Saved data entries

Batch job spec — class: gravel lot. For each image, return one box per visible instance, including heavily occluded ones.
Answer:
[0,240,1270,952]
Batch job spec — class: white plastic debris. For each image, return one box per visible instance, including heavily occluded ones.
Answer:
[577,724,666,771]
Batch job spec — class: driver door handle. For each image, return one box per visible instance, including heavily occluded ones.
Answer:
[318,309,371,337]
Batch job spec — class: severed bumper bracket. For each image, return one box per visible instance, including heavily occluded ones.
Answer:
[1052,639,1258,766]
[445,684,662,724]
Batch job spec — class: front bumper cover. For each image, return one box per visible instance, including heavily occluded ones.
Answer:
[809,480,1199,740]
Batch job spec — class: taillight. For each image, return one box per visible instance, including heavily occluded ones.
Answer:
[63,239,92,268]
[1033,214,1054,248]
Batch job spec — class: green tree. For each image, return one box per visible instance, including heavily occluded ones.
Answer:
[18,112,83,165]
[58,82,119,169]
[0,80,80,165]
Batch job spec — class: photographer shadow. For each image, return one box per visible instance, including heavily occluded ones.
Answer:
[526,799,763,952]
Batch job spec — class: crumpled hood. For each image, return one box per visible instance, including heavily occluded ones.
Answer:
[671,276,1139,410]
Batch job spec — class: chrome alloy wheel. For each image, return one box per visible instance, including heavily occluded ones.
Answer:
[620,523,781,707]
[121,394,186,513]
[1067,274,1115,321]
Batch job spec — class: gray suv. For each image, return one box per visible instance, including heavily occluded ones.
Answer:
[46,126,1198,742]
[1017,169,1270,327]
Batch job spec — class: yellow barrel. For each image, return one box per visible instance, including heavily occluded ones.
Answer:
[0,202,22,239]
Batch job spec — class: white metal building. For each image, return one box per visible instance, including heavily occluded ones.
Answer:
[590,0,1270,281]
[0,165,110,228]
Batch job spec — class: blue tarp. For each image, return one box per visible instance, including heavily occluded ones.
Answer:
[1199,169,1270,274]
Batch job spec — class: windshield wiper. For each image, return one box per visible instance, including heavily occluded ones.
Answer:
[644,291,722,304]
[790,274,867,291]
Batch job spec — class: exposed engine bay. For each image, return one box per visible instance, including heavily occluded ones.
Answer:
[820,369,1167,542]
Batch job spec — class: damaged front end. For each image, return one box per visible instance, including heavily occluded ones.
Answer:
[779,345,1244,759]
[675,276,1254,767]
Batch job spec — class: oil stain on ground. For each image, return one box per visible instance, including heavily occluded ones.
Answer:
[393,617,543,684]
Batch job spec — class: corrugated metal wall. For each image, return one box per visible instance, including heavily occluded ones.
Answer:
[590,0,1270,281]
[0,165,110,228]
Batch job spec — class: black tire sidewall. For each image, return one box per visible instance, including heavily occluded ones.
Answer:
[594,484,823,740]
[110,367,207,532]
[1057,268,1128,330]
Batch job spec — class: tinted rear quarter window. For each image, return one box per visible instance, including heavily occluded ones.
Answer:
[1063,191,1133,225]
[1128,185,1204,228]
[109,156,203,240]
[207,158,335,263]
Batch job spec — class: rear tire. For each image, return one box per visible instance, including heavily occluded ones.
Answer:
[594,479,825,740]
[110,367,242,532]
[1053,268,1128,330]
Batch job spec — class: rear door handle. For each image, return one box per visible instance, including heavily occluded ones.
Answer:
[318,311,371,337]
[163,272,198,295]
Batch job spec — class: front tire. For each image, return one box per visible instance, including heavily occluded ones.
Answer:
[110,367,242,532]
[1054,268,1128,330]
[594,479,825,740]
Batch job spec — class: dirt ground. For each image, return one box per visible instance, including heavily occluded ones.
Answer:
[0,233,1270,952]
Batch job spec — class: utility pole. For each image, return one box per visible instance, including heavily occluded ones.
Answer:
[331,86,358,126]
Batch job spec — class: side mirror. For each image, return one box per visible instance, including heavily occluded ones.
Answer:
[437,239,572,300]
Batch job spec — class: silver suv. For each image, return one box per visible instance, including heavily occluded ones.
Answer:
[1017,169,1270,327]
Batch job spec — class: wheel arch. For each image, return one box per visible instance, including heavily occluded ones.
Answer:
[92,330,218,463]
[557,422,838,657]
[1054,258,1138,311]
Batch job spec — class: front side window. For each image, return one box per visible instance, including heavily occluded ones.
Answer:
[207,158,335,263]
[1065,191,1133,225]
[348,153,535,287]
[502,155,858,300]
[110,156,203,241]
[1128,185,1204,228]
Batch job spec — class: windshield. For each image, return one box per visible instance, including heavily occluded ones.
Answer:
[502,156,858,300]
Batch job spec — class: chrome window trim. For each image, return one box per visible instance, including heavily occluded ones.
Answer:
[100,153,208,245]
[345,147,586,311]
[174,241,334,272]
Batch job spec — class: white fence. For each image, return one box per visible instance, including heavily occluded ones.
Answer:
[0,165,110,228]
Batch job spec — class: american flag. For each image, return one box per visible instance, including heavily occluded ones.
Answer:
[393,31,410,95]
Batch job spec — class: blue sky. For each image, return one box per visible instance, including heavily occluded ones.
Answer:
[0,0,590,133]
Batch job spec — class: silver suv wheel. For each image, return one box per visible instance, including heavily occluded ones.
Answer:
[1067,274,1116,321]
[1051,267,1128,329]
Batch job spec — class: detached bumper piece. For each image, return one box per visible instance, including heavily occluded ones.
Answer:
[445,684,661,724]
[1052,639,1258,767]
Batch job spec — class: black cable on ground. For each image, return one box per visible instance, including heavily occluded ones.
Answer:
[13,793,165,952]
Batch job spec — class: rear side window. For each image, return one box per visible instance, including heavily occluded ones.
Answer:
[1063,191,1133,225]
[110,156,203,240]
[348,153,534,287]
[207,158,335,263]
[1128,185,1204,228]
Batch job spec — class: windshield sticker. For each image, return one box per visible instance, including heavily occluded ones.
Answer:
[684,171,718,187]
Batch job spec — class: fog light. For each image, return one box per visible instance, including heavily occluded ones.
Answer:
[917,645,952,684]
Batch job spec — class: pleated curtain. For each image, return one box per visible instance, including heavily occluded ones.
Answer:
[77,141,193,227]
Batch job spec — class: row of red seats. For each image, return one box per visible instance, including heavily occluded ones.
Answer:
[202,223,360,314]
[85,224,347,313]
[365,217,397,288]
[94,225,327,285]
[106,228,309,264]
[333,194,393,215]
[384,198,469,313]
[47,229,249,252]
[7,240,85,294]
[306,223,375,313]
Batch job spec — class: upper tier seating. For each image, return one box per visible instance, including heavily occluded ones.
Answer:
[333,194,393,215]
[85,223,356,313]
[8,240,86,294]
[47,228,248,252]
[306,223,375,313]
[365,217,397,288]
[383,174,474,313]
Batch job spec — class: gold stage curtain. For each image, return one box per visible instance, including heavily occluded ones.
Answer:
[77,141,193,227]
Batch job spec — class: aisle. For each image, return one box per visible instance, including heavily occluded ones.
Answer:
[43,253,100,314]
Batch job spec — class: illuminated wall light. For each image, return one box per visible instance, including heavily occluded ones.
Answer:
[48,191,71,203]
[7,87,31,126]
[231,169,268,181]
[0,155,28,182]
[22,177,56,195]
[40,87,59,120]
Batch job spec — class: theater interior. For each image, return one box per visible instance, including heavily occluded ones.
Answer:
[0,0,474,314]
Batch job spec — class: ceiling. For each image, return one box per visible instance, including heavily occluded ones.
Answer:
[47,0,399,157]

● Written instruction
Word for word, quote the lines from the line containing "Batch job spec — class: gold" through the end of the material, both included, and nothing else.

● Full output
Batch job spec — class: gold stage curtain. For each image, return one box per visible instance, including heavily occluded ones.
Answer:
[77,141,193,227]
Batch job spec — class: aisle. For each image, return one box per visible instance, including heavily occluded ones.
Answer:
[43,253,100,314]
Batch job spec — class: illuminated wall light. For each image, return one box per visible instance, including heavily occluded ones.
Answer:
[48,191,71,203]
[7,87,31,126]
[231,169,268,181]
[0,155,28,182]
[22,177,56,195]
[40,87,59,120]
Batch job spec — class: theater interior. For each image, return one box per visible instance, including heavily occluded ones.
Answer:
[0,0,474,314]
Batch job spec — class: ceiling. For each image, return one box per visible instance, including heavily occluded ones.
Answer:
[47,0,399,157]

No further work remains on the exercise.